*Written request:*
Show every line in the records below that contains the word "street".

[Records on locating named things]
▼▼▼
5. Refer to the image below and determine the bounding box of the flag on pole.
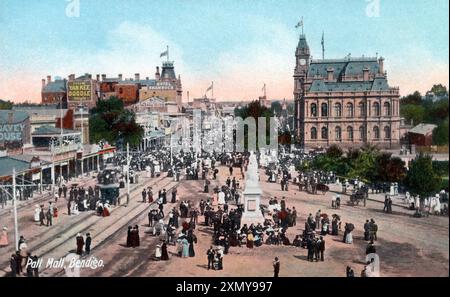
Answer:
[159,50,169,58]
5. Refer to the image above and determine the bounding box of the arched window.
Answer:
[384,126,391,139]
[334,103,342,118]
[373,126,380,139]
[321,103,328,117]
[372,102,380,117]
[311,127,317,139]
[358,102,366,117]
[383,102,391,116]
[347,126,353,141]
[321,127,328,139]
[311,103,317,117]
[346,102,353,118]
[334,126,342,141]
[359,126,366,140]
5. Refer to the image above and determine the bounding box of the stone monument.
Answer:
[241,152,264,226]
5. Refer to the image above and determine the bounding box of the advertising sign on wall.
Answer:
[67,81,92,101]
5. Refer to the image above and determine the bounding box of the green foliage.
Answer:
[400,104,425,125]
[270,101,282,115]
[0,99,14,110]
[432,161,448,176]
[89,97,144,147]
[401,91,422,105]
[430,84,448,97]
[326,144,344,159]
[405,154,441,199]
[433,117,449,145]
[234,100,274,150]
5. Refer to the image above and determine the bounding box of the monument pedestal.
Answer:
[241,187,264,226]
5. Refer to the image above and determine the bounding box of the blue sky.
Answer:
[0,0,449,101]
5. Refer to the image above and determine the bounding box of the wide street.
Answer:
[26,167,449,277]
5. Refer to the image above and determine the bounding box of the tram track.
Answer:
[45,176,178,276]
[0,175,172,275]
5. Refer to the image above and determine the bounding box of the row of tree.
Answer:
[400,84,449,145]
[301,145,448,198]
[89,97,144,149]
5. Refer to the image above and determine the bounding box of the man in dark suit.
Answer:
[317,236,325,261]
[273,257,280,277]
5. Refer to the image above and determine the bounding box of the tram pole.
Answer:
[126,143,130,206]
[12,168,19,251]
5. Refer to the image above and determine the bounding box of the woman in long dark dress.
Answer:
[187,230,197,257]
[134,225,141,246]
[161,241,169,261]
[127,226,132,247]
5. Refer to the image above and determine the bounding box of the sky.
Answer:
[0,0,449,102]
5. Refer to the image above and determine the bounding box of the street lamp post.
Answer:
[126,142,130,206]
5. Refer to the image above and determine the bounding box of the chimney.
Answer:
[378,57,384,74]
[8,111,14,124]
[327,67,334,81]
[155,66,161,80]
[363,67,369,81]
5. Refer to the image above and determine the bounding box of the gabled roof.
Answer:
[0,110,29,124]
[308,58,380,78]
[32,125,81,135]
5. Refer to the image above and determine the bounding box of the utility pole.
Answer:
[50,138,56,198]
[12,168,19,251]
[126,142,130,206]
[59,96,63,182]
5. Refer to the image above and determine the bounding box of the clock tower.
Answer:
[294,34,310,148]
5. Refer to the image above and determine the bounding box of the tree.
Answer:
[0,99,13,110]
[433,117,449,145]
[270,101,282,115]
[326,144,344,159]
[405,153,440,199]
[400,104,425,125]
[430,84,448,97]
[89,97,144,147]
[401,91,422,105]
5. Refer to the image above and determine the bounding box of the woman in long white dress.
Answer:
[0,227,9,247]
[34,204,41,222]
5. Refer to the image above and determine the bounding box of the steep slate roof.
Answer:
[42,79,67,93]
[0,110,29,124]
[308,58,379,78]
[0,157,30,176]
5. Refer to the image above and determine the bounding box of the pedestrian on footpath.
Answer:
[84,233,92,255]
[76,233,84,256]
[273,257,280,277]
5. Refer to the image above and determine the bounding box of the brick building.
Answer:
[294,34,400,148]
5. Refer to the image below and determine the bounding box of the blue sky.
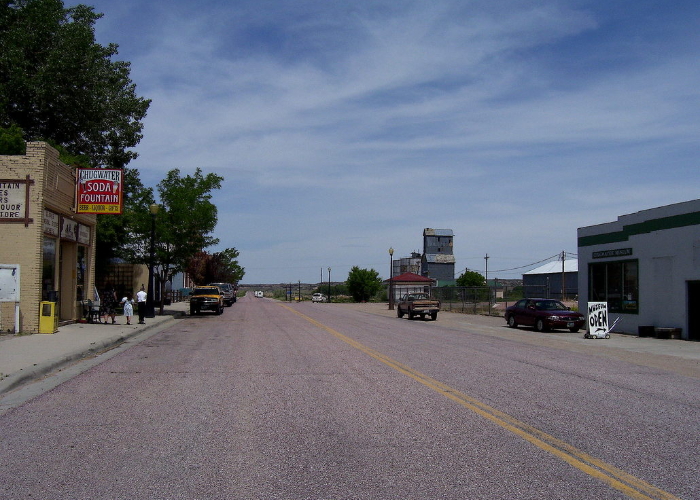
▲▲▲
*Full response:*
5. Refer to the image above and determine the bounding box of the wide street.
5. Refer to the image above and determine the bounding box of the street lamp post.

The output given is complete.